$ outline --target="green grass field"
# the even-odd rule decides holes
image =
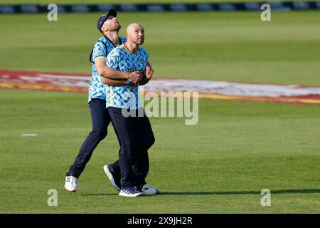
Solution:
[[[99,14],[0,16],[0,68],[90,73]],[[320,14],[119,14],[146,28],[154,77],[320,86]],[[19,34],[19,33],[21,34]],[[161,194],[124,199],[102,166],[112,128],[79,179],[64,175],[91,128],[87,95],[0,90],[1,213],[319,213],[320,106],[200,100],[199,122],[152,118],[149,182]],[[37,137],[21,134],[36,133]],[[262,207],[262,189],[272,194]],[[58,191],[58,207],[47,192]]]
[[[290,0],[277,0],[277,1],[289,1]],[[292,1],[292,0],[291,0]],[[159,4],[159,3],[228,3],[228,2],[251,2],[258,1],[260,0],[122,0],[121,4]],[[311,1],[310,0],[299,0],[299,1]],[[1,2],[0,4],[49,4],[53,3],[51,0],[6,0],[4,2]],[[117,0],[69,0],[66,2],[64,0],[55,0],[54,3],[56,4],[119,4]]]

---

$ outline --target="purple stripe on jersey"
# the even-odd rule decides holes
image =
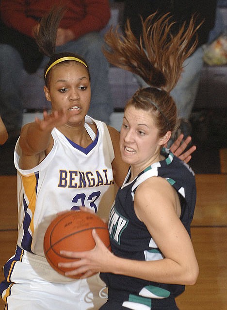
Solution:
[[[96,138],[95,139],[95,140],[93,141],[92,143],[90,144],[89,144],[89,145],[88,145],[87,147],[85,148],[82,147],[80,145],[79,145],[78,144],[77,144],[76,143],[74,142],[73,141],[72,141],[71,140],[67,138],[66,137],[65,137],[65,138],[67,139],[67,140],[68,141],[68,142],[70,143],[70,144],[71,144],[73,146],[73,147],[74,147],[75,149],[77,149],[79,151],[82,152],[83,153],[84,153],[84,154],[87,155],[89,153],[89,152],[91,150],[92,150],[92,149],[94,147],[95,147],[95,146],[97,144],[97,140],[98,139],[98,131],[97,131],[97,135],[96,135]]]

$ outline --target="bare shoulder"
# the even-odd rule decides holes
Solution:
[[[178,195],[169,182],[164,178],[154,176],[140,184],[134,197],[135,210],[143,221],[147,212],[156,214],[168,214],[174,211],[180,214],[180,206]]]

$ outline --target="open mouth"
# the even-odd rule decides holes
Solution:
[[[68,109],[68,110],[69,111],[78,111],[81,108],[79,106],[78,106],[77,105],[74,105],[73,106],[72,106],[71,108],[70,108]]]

==

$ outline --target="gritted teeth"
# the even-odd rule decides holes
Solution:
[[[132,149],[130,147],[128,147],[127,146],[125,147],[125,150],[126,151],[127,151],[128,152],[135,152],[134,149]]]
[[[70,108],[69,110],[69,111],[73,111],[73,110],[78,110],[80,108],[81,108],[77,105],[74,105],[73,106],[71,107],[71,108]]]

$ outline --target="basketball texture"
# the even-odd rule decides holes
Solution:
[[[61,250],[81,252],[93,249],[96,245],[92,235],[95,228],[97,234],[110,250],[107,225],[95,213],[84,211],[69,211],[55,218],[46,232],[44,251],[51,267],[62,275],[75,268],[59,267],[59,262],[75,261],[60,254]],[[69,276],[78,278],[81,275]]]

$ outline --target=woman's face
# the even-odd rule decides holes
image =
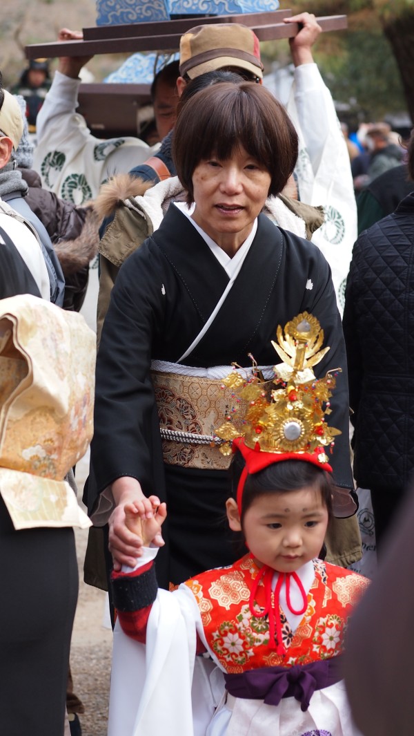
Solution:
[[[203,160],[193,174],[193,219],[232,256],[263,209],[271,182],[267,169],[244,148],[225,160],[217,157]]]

◆ **REQUIREMENT**: Identify each line in the listing that contains the word "outline", with case counting, and copy those lines in full.

◆ **CORRECT ANSWER**:
$ outline --target="green grass field"
$ outline --target="purple stripe on jersey"
$ outline --target="bare shoulder"
$ outline --target="open mouth"
$ outline --target="gritted teeth"
$ outline --target="basketball texture"
$ outline --target=woman's face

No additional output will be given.